EXERCISE MATERIALS:
──────

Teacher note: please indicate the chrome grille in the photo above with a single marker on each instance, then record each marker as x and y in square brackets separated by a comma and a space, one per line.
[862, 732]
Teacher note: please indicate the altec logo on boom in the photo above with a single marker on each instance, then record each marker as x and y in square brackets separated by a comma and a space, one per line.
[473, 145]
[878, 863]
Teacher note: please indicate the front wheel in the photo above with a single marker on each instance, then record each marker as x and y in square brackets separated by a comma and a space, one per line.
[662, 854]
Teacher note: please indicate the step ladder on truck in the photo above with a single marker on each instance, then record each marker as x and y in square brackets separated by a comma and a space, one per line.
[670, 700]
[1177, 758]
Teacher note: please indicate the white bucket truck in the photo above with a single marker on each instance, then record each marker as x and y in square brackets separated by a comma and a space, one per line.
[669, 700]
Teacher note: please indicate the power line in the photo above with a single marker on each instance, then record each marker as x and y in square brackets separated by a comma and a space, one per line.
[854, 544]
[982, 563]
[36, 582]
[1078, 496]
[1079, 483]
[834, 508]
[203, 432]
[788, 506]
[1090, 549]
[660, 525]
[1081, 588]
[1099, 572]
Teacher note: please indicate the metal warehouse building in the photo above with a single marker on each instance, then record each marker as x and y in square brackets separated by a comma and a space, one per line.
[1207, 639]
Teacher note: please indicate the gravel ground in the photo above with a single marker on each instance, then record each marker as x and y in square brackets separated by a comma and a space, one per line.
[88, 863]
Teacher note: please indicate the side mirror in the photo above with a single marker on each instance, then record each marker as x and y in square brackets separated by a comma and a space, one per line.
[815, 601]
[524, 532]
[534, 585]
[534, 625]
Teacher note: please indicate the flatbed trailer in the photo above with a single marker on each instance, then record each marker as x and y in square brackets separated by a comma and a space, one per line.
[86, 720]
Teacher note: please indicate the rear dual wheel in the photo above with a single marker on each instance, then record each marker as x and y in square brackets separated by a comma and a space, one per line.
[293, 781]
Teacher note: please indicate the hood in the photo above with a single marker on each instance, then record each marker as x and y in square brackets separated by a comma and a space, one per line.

──────

INSTRUCTIONS FOR THE TASK: Restate the listing in full, preserving every word.

TASK SOLUTION:
Teacher note: please indicate the chrome grille in the photo above with a single marker on each instance, then record each marker as x and y in square brackets separated by a comma and a space, one per line.
[862, 732]
Teacher note: please indicate the altec logo on boom in the photo above with a single marker on each instance, then record each marker as x and y in square brackets separated by a comma and a space, one per line.
[473, 145]
[878, 863]
Teacher note: please indicate the front wheel in the photo above with a single marker on each instance, then record each marker as x and y in square brackets separated by a comma and a space, one per line.
[662, 854]
Teacher note: please indicate the step ladder on truck in the photo above with a single marker on each instance, then record each marker as x and y in square brackets separated by a comma and a space, one per line.
[670, 700]
[1177, 758]
Teacher note: please indicate the white bucket truck in the photo above with a single marker on each instance, then record each marker as x and y in square brackets separated by a comma and a space, one per line.
[669, 700]
Teacher note: please indicate the power line in the photo above with a single marker on each instance, then record each marker as x and y in square brackets separated by a comma and a space, one per line.
[854, 544]
[982, 563]
[36, 582]
[1078, 496]
[1079, 483]
[834, 508]
[203, 432]
[788, 506]
[1090, 549]
[660, 525]
[1081, 588]
[1099, 572]
Teacher note: please indicate the metal warehouse building in the photo above with a single marker on each instance, then record each marker as x and y in square brackets separated by a comma and a space, one per line.
[1207, 639]
Teacher note: please indicate the gravel ground in the photo above with a single marker on each instance, then record each marker as x and y in square brackets separated by a comma and a space, one per line.
[88, 863]
Teacher note: please indicate the side mirror in the photo above with a single marker on each instance, then record each marker as x and y in square brackets separated by a comma and a space, one per line.
[815, 601]
[524, 532]
[534, 585]
[534, 625]
Teacher note: please indicate the flatbed trailer in the photo above with a single marker on each instance, then record each marker as x and y in square brackets separated by a comma and a space, one per line.
[86, 720]
Teacher note: please indicate the rear dual wheel in the photo above with a single marker on each instance, then record each marker as x and y in square brackets separated by a comma and a space, one per line.
[293, 781]
Teacher note: please indicate the hood in the photo above with a single marker on each instance, then record each marker as x and y in square brackets separated by a comma and a space, one per line.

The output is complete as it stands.